● ASSIGNMENT
Which lines of the data include the string "every"? List them all.

----------------------------------------

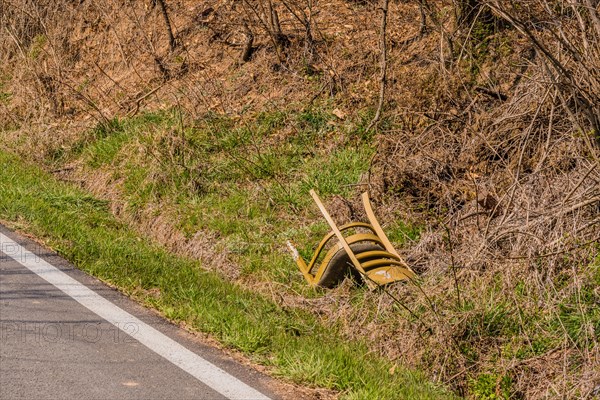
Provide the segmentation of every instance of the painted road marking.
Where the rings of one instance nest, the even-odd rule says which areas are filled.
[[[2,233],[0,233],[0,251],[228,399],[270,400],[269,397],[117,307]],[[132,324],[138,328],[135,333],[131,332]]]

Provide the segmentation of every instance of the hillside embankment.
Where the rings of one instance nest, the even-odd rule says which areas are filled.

----------------------------------------

● ANSWER AREA
Provide the segmentation of every instance of the painted road marking.
Provide the segmentation of every instance of the hillside embankment.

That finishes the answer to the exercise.